→ EXERCISE DIRECTIONS: The expected answer is the set of lines in the data below between the line holding "Target: boat on river" and the line holding "each like (64,173).", inclusive, written out exactly.

(Records from a dataset)
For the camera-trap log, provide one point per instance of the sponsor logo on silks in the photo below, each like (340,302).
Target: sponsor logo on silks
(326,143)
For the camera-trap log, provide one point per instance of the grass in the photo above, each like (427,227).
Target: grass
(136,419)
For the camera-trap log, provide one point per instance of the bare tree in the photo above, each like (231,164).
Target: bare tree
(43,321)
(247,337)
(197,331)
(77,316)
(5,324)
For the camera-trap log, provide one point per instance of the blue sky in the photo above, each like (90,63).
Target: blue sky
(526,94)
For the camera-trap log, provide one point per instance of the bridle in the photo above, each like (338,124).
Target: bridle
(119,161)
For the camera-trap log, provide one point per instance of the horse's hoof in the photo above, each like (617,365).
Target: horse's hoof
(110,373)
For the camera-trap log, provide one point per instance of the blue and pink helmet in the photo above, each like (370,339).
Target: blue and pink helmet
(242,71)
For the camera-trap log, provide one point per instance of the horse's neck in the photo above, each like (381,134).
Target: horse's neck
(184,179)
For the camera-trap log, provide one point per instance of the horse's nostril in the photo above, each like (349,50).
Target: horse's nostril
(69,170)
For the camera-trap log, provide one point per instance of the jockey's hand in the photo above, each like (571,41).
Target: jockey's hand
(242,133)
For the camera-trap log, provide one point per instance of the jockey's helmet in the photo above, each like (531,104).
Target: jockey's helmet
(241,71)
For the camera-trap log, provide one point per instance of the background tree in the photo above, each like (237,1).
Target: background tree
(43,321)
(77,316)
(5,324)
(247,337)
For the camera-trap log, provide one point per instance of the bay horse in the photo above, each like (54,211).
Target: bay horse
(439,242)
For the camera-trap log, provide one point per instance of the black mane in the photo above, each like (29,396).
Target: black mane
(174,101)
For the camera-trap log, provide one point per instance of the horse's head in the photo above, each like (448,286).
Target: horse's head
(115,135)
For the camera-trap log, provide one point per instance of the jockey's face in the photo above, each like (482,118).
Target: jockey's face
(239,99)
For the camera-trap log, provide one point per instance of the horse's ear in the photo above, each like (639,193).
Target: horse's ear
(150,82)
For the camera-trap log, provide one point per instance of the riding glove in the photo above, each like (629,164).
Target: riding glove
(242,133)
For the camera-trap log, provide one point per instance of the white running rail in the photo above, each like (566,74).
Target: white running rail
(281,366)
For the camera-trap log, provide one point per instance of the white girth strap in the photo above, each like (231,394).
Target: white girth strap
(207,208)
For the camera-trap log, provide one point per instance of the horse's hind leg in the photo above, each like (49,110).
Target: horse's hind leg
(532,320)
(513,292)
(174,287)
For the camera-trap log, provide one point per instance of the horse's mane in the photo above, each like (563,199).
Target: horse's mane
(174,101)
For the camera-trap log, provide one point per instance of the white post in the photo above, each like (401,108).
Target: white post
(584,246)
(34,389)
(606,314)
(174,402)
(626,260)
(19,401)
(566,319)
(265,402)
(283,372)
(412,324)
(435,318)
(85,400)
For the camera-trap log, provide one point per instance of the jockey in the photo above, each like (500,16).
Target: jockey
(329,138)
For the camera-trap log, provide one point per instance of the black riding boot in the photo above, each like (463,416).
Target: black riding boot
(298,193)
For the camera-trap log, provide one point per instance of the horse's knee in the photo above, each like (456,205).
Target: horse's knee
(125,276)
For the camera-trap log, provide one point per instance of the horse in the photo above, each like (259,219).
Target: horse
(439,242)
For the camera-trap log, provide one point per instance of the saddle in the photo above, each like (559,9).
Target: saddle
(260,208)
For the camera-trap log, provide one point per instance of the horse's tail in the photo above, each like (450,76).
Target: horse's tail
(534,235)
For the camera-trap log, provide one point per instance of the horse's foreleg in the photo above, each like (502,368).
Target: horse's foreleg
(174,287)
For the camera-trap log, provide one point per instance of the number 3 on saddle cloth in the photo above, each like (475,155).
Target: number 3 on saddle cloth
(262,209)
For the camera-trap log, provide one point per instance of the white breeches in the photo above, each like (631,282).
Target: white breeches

--

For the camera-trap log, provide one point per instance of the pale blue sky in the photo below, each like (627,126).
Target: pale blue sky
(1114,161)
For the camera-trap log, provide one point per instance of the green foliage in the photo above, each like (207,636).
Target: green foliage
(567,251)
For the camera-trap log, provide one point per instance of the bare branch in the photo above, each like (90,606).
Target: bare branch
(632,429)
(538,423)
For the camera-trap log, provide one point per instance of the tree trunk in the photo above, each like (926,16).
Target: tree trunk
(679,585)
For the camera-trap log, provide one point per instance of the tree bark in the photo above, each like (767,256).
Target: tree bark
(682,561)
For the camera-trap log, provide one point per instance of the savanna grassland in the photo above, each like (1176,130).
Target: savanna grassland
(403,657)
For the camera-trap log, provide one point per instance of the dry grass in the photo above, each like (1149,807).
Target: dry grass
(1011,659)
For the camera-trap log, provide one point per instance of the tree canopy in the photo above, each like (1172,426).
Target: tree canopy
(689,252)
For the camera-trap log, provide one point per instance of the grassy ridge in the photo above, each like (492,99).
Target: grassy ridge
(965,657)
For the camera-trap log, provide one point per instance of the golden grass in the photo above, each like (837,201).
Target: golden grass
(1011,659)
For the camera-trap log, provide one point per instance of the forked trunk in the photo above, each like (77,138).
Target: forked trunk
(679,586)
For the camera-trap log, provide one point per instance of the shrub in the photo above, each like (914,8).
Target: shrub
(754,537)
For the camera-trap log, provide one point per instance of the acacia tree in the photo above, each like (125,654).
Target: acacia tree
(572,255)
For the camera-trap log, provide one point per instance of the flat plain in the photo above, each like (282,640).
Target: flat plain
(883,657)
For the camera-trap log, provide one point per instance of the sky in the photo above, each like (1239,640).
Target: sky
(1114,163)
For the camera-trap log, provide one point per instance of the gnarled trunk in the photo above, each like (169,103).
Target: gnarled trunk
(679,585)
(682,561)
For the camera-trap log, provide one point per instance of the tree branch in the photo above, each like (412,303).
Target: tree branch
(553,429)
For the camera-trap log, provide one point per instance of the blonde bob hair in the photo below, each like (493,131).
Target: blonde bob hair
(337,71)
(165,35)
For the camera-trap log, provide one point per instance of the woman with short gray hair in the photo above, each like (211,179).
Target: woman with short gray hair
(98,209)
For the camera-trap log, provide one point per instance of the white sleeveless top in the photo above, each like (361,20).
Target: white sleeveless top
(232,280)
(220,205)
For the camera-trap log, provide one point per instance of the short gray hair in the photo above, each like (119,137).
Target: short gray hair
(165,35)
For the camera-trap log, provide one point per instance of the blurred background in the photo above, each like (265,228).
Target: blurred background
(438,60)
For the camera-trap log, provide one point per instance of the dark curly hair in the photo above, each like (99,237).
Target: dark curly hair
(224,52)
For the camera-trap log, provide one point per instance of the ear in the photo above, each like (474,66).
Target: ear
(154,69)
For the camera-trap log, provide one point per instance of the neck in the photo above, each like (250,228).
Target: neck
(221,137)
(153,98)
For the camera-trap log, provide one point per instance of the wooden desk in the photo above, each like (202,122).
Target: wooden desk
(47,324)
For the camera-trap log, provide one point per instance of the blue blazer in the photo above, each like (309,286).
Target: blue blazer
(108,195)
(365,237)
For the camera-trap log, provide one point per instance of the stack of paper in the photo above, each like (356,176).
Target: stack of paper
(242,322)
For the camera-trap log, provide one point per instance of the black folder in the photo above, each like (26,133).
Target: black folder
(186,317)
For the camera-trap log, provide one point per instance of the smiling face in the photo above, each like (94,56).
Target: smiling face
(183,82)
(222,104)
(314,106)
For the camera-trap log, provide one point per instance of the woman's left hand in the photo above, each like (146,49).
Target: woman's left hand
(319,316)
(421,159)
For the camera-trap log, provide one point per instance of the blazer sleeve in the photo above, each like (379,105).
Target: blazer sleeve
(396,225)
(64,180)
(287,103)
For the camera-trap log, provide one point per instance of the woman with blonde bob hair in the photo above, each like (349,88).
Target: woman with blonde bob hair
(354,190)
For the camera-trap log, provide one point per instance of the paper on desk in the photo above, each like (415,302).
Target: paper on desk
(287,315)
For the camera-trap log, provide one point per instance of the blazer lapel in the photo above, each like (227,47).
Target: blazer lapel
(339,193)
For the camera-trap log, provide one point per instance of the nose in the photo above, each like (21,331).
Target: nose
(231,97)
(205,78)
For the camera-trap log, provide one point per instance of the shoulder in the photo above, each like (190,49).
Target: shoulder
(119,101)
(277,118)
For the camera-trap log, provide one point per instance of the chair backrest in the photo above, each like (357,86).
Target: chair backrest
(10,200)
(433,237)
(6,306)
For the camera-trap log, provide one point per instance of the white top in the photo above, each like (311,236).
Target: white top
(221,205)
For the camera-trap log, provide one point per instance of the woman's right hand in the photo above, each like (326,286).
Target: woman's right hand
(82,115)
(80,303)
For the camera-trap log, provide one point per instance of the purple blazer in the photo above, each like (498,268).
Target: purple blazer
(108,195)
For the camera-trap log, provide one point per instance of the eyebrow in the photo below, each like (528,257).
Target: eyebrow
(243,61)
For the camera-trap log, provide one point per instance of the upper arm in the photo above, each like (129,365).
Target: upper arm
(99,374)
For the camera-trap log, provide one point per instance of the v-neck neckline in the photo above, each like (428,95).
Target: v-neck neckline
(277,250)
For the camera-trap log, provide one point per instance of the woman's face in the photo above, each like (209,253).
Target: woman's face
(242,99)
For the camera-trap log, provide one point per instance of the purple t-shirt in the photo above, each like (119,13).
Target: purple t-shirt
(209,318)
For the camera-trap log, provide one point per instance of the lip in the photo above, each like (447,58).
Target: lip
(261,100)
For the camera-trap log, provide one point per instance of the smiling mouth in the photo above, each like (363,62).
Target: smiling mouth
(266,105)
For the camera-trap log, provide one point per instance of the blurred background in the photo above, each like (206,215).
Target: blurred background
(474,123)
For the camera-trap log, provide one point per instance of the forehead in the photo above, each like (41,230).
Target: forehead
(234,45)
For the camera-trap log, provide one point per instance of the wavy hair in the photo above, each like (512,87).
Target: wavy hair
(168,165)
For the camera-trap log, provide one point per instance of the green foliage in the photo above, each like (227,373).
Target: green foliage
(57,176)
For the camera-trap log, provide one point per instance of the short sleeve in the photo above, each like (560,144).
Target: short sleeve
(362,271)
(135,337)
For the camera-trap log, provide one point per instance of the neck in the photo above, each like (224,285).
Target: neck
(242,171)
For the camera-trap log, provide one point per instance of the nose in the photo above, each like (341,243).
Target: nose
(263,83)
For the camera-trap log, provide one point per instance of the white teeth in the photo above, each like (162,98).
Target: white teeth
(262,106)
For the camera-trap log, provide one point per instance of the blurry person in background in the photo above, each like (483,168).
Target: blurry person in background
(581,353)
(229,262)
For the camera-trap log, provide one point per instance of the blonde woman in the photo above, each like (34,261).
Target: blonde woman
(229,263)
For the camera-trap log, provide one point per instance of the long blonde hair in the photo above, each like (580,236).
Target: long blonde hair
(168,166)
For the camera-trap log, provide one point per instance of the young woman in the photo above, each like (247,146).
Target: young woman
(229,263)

--

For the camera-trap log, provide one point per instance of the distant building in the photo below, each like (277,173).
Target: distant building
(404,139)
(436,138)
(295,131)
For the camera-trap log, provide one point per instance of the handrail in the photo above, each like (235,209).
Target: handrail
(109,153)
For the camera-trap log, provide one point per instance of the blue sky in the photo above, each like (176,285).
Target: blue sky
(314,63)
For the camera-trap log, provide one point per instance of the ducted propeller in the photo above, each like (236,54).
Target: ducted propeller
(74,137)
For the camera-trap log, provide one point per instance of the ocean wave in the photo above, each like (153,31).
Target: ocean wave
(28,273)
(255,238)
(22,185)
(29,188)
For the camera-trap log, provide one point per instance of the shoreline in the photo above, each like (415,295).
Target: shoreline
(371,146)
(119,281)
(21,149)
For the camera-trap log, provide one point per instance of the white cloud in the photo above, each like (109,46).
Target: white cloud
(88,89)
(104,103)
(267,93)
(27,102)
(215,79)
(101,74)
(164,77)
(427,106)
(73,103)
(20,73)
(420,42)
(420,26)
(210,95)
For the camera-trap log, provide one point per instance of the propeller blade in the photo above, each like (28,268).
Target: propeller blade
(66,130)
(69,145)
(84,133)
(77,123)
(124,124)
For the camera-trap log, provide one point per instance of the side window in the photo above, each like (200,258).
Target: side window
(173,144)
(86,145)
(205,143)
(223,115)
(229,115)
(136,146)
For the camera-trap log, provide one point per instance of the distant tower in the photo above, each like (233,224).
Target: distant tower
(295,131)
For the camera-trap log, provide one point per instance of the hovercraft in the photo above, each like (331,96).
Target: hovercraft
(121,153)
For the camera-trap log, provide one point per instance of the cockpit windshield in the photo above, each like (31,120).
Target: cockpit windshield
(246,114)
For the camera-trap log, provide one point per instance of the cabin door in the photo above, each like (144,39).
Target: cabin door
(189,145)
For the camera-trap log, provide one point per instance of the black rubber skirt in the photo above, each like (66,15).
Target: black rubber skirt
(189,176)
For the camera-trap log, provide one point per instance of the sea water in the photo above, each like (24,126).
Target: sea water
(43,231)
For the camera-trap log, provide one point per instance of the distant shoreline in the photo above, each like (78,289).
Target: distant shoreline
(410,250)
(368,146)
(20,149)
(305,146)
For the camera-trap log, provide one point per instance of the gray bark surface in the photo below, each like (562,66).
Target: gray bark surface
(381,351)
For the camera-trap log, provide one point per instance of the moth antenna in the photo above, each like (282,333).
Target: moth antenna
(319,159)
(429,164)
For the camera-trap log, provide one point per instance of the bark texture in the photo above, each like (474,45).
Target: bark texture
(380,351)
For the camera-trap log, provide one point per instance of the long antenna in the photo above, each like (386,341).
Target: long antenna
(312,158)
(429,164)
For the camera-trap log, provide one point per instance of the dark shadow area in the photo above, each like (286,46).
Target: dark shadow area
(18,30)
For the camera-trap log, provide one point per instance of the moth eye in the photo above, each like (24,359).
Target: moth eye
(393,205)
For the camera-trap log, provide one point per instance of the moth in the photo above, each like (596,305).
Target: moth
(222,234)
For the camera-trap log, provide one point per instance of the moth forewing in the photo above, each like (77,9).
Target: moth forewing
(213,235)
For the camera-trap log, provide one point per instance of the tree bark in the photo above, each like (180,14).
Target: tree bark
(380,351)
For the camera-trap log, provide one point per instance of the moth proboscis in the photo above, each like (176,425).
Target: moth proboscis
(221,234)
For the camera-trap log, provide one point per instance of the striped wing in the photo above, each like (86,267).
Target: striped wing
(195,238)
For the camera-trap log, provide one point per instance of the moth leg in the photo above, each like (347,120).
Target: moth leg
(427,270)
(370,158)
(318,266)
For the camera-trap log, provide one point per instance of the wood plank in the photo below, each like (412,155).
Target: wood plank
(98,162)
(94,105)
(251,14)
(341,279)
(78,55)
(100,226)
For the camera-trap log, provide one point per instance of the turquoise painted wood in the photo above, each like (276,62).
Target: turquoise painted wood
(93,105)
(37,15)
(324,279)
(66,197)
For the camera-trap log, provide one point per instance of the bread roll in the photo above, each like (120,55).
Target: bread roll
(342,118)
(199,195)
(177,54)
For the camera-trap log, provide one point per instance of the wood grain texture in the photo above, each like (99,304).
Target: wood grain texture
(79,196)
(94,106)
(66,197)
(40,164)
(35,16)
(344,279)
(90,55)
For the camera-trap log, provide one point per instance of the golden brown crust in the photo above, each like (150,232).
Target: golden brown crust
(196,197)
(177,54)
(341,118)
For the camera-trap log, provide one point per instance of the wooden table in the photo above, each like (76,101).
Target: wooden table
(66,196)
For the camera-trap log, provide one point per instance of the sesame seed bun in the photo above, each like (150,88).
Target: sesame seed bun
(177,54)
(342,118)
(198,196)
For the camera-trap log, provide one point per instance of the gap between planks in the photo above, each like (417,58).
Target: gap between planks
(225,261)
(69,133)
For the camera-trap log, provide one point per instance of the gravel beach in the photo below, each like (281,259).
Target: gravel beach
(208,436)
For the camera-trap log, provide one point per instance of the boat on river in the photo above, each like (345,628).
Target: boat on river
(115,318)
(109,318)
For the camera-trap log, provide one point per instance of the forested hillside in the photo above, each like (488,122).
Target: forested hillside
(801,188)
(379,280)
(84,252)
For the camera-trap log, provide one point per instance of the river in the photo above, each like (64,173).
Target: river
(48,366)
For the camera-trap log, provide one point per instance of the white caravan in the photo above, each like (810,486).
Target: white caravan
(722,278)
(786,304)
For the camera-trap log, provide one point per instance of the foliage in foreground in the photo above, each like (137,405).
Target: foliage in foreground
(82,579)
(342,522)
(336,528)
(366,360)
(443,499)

→ YOUR RESPONSE:
Target: boat on river
(115,318)
(109,318)
For the camera-trap log, provide one point per instance of the forested hillside in the photo above, each like (488,122).
Target: forested hillside
(801,188)
(379,280)
(84,252)
For the camera-trap log, provide one point per instance of the river in the photo above, each like (64,173).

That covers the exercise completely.